Problem statement
Extract every record, keeping each one exactly as it is.

Records for this task

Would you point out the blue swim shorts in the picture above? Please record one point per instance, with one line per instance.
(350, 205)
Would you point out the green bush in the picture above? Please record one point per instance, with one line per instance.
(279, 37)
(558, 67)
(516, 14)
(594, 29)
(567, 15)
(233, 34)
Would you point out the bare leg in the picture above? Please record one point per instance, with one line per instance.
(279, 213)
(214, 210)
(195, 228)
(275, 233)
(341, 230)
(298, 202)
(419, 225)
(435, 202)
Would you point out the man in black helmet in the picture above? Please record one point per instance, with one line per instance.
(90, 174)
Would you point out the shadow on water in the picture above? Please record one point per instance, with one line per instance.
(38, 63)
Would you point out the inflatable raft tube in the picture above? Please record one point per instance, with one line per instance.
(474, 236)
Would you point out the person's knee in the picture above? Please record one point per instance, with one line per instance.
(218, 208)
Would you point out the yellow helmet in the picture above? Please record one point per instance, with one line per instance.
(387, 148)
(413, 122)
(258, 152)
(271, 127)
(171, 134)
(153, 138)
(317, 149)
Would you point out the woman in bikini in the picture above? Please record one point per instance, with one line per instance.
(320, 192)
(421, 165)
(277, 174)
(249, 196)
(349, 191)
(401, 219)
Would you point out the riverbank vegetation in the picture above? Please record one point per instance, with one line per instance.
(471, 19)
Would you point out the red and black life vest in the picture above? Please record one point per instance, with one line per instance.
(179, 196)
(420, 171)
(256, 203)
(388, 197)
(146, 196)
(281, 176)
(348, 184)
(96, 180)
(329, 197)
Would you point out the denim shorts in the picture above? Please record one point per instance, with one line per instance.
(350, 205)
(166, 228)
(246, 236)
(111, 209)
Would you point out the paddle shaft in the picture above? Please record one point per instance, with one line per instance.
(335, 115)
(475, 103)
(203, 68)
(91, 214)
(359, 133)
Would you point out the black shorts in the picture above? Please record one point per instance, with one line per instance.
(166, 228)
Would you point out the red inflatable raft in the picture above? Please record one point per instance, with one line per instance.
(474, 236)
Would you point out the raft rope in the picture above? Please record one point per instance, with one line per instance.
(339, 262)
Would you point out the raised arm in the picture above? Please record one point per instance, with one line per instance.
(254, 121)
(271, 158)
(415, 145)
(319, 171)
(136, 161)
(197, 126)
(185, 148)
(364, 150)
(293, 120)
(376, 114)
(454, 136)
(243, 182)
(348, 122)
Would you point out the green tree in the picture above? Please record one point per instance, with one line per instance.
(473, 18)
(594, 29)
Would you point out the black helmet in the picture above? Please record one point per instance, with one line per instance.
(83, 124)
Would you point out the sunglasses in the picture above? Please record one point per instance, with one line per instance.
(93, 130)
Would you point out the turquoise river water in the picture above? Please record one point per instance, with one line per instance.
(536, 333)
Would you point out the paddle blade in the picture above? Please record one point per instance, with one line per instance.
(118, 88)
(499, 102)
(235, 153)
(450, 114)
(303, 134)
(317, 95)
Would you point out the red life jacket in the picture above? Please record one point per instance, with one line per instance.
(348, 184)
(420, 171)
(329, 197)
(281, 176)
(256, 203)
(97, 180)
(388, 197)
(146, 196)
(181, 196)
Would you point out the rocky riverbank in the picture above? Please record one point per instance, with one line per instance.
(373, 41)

Solution
Would you point out the blue swim shorts in the picture above? Please record one point per instance, with one line per instance.
(350, 205)
Would you point out the green bush in the picture above? Please record one point per instance, with one line per instance.
(279, 37)
(558, 67)
(516, 14)
(594, 29)
(567, 15)
(233, 34)
Would you point out the bare leg in the picture above? Please record one point per instance, with one line per instance.
(279, 213)
(214, 210)
(195, 228)
(275, 233)
(341, 230)
(298, 202)
(419, 225)
(435, 202)
Would you point out the man in black helmet in the picture above? Please record one point per instance, with one line per instance.
(90, 174)
Would you point out the shadow on water in the picture above? Please record one point per instance, with one line per instance.
(38, 63)
Would you point out the inflatable raft tube in the picture above? Please record one point per instance, with one line per instance.
(474, 236)
Would you point out the person's knee in the picture above? Please record one point per instance, with one line per instance.
(218, 208)
Would you point out the yellow helmet in the picture above? Please record one point per instance, with one line per instance.
(387, 148)
(413, 122)
(258, 152)
(271, 127)
(171, 134)
(153, 138)
(317, 149)
Would you point out the woman in bikini in the picture above? Please record one point per instance, with one line per instance.
(320, 192)
(421, 165)
(277, 174)
(249, 196)
(349, 191)
(401, 219)
Would you point out the riverbank vegetation in the picture above? Please record one point per instance, with one line per instance.
(471, 19)
Would you point out the red and black life vest in the picture above? Please record one point per instance, with one line per instance.
(179, 196)
(420, 171)
(256, 203)
(388, 197)
(146, 196)
(281, 176)
(348, 184)
(96, 180)
(329, 197)
Would you point out the denim shorts in the picture above? Please record one point per instance, with one line per instance.
(350, 205)
(166, 228)
(246, 236)
(111, 209)
Would you point out the paddle shaft in the picture above? Please record one point per instance, with one line per instance.
(335, 115)
(475, 103)
(203, 68)
(91, 214)
(359, 133)
Would you point out the black shorts in the picture above? Please record one point per instance, with one line per instance.
(166, 228)
Would you point out the red inflatable raft in the picture above? Please record one point per instance, with one line per instance.
(474, 236)
Would you point out the raft rope in the picture above? Please record one point per instance, with one line per instance.
(339, 262)
Would you point out the raised arm in the picture above? Please record one point per instance, with one line per instance.
(254, 121)
(271, 158)
(415, 145)
(319, 171)
(136, 161)
(197, 126)
(185, 148)
(364, 150)
(293, 120)
(376, 114)
(454, 136)
(243, 182)
(348, 122)
Would you point out the green tree in the picture above? Please record one point per instance, with one line per instance.
(473, 18)
(594, 29)
Would you point out the black helmet in the picture above? Please record one point per instance, with one line per instance.
(83, 124)
Would you point out the sunglasses in the picture above? Please record one point per instance, with one line per instance.
(93, 130)
Would you point out the turquoise river water in the picture above? Please record one point per instance, with one line per instance.
(536, 333)
Would you point out the paddle blade in the picture above? Please record one point per instance, with one line per instance.
(118, 88)
(499, 102)
(235, 153)
(450, 114)
(303, 134)
(317, 95)
Would you point out the red life jacket in the picture above? Please record one point per instance, with one line per instance.
(348, 184)
(420, 171)
(329, 197)
(281, 176)
(256, 203)
(97, 180)
(388, 197)
(146, 196)
(181, 196)
Would you point out the rocky riverbank in the picture above? Please record one point per instance, with one line per instance.
(373, 41)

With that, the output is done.